-------- Stored records
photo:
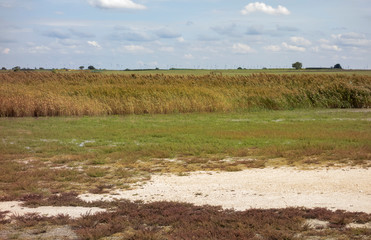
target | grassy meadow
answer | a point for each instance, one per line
(119, 150)
(62, 134)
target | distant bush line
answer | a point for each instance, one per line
(25, 94)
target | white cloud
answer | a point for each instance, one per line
(273, 48)
(331, 47)
(300, 41)
(167, 49)
(352, 39)
(112, 4)
(136, 49)
(39, 49)
(262, 7)
(242, 48)
(188, 56)
(94, 44)
(293, 47)
(180, 39)
(6, 51)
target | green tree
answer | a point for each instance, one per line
(297, 65)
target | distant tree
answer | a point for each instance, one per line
(16, 69)
(297, 65)
(338, 66)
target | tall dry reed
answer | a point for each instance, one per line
(76, 94)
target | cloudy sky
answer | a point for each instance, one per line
(120, 34)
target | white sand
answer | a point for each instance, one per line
(346, 189)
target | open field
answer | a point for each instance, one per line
(200, 72)
(42, 155)
(217, 123)
(76, 94)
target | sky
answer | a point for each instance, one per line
(209, 34)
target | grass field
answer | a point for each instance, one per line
(105, 150)
(77, 94)
(93, 132)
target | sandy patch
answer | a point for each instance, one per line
(15, 207)
(346, 189)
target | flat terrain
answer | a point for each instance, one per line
(299, 171)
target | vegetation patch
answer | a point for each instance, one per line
(165, 220)
(79, 94)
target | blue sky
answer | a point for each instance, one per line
(120, 34)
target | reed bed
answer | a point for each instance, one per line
(24, 94)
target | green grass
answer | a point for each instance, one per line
----------------
[Required work] Add 138 to each coordinate in the answers, then write out every line of the entries again, from the line containing "target | cloudy sky" through the end of the entries.

[Complete answer]
target | cloudy sky
answer | a point for each instance, one per line
(258, 172)
target | white sand
answer | a point for each instance, one per line
(484, 327)
target | open field
answer | a point for each instance, one per line
(338, 210)
(180, 293)
(355, 261)
(214, 232)
target | sky
answer | a point for each instance, one per line
(347, 172)
target | grass field
answer | a point for each instance, one per line
(243, 288)
(215, 232)
(231, 270)
target | sandy patch
answer | a point for each instance, one per line
(153, 345)
(484, 327)
target | flat terrain
answer | a point for each instance, one per line
(437, 309)
target | vegetation patch
answer | a point for each instance, one per line
(303, 358)
(217, 232)
target | blue sky
answer | a point for each instance, one per line
(258, 172)
target | reed bed
answer | a point for each instance, one per line
(162, 232)
target | green grass
answer | a point for each instance, one per line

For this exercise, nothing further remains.